Echo the following data line for line, without any changes.

Part of a data file:
================

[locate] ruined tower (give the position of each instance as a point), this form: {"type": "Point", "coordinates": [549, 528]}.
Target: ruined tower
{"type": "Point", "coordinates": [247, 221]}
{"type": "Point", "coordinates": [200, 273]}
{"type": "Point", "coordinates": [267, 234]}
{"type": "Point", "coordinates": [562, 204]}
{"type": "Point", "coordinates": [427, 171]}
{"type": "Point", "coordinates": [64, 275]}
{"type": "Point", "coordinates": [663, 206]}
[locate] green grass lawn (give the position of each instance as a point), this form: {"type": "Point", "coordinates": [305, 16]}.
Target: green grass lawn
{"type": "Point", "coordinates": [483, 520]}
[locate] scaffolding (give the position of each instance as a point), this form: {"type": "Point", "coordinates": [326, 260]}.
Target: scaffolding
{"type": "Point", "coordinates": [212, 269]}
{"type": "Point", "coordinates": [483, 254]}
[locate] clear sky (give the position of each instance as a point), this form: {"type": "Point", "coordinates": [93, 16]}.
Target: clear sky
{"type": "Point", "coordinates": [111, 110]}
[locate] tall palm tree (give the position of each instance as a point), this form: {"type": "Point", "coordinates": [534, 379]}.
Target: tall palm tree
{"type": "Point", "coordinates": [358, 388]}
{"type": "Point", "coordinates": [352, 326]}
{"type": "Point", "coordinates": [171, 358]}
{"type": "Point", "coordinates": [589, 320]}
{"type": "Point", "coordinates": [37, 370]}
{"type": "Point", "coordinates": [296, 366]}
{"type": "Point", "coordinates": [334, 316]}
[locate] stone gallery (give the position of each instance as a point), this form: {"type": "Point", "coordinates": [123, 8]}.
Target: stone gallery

================

SOLUTION BELOW:
[locate] ruined tower (give the position of each instance as a point), this form: {"type": "Point", "coordinates": [549, 528]}.
Target: ruined tower
{"type": "Point", "coordinates": [247, 221]}
{"type": "Point", "coordinates": [200, 273]}
{"type": "Point", "coordinates": [267, 234]}
{"type": "Point", "coordinates": [562, 204]}
{"type": "Point", "coordinates": [427, 171]}
{"type": "Point", "coordinates": [64, 275]}
{"type": "Point", "coordinates": [663, 206]}
[locate] green grass lawn (give the position of each instance as a point), this form: {"type": "Point", "coordinates": [305, 16]}.
Target: green grass lawn
{"type": "Point", "coordinates": [483, 520]}
[locate] scaffolding (give the position of each instance as a point), this form: {"type": "Point", "coordinates": [326, 260]}.
Target: scaffolding
{"type": "Point", "coordinates": [212, 269]}
{"type": "Point", "coordinates": [483, 254]}
[locate] clear sky (give the position of each instance as a point), this form: {"type": "Point", "coordinates": [93, 16]}.
Target: clear sky
{"type": "Point", "coordinates": [111, 110]}
[locate] tall palm tree (give the position of each instance as a point), this form: {"type": "Point", "coordinates": [534, 379]}.
Target: tall palm tree
{"type": "Point", "coordinates": [358, 388]}
{"type": "Point", "coordinates": [352, 326]}
{"type": "Point", "coordinates": [171, 358]}
{"type": "Point", "coordinates": [589, 320]}
{"type": "Point", "coordinates": [37, 370]}
{"type": "Point", "coordinates": [296, 366]}
{"type": "Point", "coordinates": [334, 316]}
[locate] stone gallery (give the position of each instance as a point), this form: {"type": "Point", "coordinates": [123, 8]}.
Target: stone gallery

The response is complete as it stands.